■ **Work instructions**
Reproduce exactly, and only, the lines below from the one containing "point: little girl" through the one containing "point: girl's face".
+++ Available data
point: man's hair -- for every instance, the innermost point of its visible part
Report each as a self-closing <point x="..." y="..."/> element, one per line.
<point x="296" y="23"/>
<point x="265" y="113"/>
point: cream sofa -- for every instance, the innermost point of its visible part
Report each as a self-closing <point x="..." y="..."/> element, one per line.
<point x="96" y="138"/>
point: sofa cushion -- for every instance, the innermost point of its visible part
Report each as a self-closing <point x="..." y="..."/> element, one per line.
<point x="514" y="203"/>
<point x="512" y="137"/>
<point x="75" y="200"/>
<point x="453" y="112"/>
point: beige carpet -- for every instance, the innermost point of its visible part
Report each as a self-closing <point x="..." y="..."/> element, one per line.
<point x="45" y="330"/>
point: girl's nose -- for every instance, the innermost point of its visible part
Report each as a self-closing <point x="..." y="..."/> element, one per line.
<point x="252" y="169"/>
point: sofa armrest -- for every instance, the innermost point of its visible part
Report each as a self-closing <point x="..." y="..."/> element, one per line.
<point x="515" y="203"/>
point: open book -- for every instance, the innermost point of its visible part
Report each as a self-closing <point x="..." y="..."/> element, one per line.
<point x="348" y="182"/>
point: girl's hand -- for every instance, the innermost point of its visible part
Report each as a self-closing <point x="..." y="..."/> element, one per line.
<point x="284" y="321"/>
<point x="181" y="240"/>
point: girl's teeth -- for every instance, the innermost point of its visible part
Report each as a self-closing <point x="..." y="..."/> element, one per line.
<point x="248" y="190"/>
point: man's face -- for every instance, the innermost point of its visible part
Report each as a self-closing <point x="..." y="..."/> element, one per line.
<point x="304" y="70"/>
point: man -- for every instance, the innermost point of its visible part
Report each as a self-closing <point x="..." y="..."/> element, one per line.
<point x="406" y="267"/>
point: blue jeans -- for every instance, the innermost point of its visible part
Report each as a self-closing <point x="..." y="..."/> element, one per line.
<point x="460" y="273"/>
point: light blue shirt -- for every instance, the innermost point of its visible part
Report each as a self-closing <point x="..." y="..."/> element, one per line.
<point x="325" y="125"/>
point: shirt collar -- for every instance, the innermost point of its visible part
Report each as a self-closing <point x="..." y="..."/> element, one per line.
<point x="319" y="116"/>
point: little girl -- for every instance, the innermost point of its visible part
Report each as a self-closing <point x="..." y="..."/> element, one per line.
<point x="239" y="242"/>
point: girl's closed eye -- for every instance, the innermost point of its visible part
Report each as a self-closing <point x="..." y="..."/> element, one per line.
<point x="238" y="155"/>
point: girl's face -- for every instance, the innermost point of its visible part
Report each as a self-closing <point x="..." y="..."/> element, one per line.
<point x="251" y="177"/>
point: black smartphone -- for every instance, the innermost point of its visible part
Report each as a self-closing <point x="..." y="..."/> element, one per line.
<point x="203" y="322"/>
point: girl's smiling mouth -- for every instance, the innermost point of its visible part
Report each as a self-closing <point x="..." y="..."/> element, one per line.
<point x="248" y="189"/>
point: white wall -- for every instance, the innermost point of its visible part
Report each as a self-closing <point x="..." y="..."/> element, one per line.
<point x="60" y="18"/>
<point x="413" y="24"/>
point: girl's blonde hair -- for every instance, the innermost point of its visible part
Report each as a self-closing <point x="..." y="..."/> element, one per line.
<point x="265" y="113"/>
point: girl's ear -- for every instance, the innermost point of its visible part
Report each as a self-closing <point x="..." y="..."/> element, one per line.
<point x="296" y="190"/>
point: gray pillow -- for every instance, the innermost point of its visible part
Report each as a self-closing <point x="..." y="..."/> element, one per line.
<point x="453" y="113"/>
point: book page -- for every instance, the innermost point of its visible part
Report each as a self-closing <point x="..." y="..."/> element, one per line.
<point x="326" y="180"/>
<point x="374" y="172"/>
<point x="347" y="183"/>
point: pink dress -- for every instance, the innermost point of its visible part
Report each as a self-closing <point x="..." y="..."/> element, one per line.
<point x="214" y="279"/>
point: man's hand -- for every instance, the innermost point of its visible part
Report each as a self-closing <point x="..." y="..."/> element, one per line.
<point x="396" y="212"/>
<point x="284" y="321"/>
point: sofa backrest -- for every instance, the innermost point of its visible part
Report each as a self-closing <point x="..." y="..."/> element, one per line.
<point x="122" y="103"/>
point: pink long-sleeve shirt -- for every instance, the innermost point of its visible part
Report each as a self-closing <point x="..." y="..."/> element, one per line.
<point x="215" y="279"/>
++++++
+++ Available data
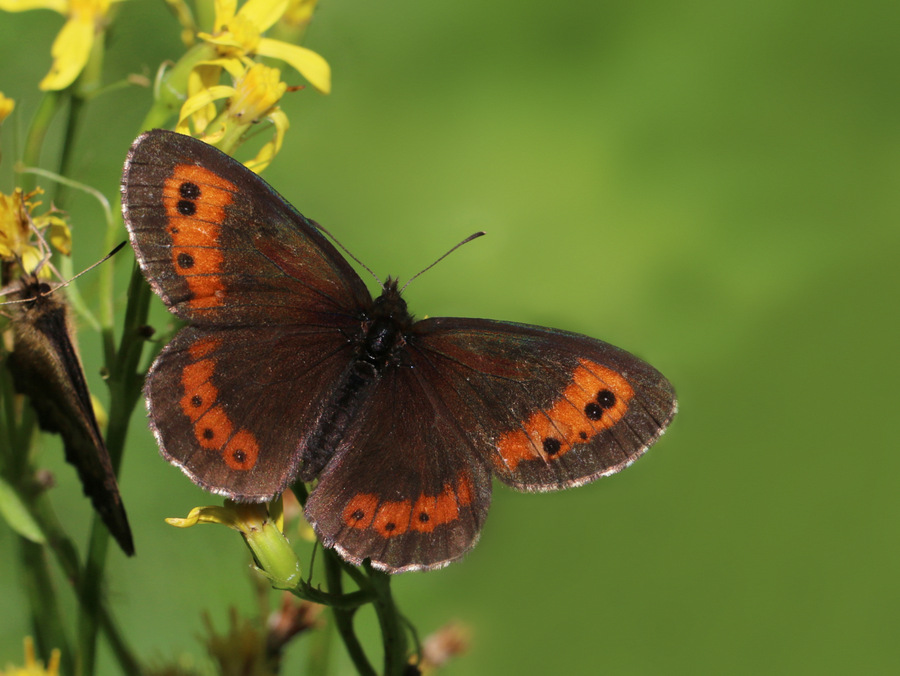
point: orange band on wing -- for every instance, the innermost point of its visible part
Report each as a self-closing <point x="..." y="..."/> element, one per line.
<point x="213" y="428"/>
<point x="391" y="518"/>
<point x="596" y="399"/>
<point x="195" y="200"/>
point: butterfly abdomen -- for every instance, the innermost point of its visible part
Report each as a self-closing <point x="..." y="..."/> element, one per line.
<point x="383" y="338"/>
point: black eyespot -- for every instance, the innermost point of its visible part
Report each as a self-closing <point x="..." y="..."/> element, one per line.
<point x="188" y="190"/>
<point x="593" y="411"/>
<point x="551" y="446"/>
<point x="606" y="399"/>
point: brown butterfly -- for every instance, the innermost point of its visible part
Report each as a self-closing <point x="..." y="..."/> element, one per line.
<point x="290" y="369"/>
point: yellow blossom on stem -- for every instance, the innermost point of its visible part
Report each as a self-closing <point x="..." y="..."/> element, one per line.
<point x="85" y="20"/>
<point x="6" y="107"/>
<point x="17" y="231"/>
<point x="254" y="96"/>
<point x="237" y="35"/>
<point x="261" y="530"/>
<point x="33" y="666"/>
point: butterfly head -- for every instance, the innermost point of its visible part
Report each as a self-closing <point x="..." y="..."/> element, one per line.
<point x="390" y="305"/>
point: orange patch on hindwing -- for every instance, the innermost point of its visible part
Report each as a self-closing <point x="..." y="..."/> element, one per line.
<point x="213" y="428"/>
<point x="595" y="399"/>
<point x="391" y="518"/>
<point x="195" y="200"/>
++++++
■ **Written response**
point: little girl -- for every instance, the innermost point of its visible part
Report each as a self-closing <point x="..." y="..."/> element, one per line.
<point x="239" y="242"/>
point: girl's closed eye -- for every instance, the innermost point of its visible part
Report each as a self-closing <point x="..." y="..."/> element, one per line.
<point x="238" y="155"/>
point: girl's face -- for every instance, the innermost point of its visible part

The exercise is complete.